## INPUT MATERIAL

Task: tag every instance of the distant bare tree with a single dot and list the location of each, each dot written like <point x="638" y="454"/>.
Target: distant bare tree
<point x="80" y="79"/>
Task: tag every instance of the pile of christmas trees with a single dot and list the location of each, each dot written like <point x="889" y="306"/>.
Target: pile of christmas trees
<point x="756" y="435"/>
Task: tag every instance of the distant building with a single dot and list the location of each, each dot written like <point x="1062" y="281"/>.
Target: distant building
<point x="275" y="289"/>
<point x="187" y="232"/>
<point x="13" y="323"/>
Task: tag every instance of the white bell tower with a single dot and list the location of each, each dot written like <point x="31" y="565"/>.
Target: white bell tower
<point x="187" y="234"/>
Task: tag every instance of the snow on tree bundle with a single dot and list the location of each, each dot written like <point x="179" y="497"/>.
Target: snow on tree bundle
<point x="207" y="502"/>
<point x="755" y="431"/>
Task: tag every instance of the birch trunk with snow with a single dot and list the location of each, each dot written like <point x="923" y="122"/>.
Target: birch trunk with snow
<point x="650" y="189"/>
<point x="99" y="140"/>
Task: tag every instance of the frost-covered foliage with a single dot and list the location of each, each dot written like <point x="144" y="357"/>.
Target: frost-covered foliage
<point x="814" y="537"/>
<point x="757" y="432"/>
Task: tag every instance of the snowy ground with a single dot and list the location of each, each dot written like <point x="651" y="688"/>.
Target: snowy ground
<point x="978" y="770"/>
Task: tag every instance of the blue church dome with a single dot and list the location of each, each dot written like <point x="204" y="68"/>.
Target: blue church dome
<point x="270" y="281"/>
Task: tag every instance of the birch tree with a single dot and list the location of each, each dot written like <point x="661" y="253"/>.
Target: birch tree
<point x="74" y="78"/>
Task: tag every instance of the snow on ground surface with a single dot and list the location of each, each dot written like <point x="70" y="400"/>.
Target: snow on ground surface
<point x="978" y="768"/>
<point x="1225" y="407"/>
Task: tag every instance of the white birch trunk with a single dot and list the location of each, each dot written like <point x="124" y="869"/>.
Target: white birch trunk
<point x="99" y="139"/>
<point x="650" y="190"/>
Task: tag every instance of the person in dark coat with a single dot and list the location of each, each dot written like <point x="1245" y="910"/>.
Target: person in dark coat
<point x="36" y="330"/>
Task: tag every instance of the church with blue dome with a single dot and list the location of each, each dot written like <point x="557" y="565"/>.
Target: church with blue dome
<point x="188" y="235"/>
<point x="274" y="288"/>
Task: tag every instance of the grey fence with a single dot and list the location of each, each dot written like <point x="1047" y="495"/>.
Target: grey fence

## WORK TO COMPLETE
Rewrite all of the data above, replacing each occurrence of "single dot" with "single marker" and changing nothing else.

## OUTPUT FOR THIS EXERCISE
Task: tag every instance of the distant bare tree with a single marker and list the location of each, each dot written like <point x="638" y="454"/>.
Target: distant bare tree
<point x="80" y="79"/>
Task: tag every instance of the pile of christmas trees with a single marker and list the location of each, each dot written like <point x="889" y="306"/>.
Target: pile of christmas trees
<point x="756" y="435"/>
Task: tag every instance of the distant building with a single marker and list the location of each, each dot written like <point x="1062" y="281"/>.
Target: distant building
<point x="275" y="289"/>
<point x="187" y="232"/>
<point x="13" y="323"/>
Task: tag every instance of the white bell tower with a single marker and list the location of each, each dot written like <point x="31" y="565"/>.
Target: white bell tower
<point x="187" y="234"/>
Task: tag every instance of the snow on tree bundle with a single marker and list the location of each, each dot written like <point x="179" y="497"/>.
Target: snow on tree bundle
<point x="207" y="502"/>
<point x="755" y="431"/>
Task: tag every instance of the birch trunk with snow with a single marker and list the location of each, each dot written like <point x="923" y="122"/>.
Target: birch trunk with snow
<point x="650" y="189"/>
<point x="99" y="140"/>
Task: tag every instance of the frost-covered foliage with a single marker and list the location of each, each dot written like <point x="144" y="357"/>.
Target: frost-covered foliage
<point x="814" y="537"/>
<point x="757" y="432"/>
Task: tag every instance of the snowy ground with a single marker and list the location of each, each dot written like <point x="651" y="688"/>.
Target: snowy ground
<point x="978" y="770"/>
Task: tag every instance of the blue church dome with a single marker and list the location of each, each dot written like <point x="204" y="68"/>.
Target: blue church dome
<point x="270" y="281"/>
Task: tag every instance of the birch tree with a single marker and list the location of each, each dot written like <point x="661" y="253"/>.
Target: birch tree
<point x="74" y="78"/>
Task: tag every instance of the snow on ground surface with a single marker and list the location of each, each dot written like <point x="70" y="400"/>.
Target: snow on ground surface
<point x="978" y="768"/>
<point x="1225" y="407"/>
Task: tag every instance of the white birch trunk with a single marker and list the location of each, each dot written like <point x="124" y="869"/>.
Target: white birch trunk
<point x="99" y="139"/>
<point x="650" y="190"/>
Task: tag every instance of the person in dark coat with a single marker and list the location of each, each dot written like <point x="1245" y="910"/>.
Target: person in dark coat
<point x="36" y="330"/>
Task: tag every instance of the church with blue dome with a single marker and list the location of each, each dot written like <point x="557" y="565"/>.
Target: church with blue dome
<point x="188" y="235"/>
<point x="274" y="288"/>
Task: tag every instance of the grey fence with a single marker and list the location of each, each dot written like <point x="1047" y="495"/>.
Target: grey fence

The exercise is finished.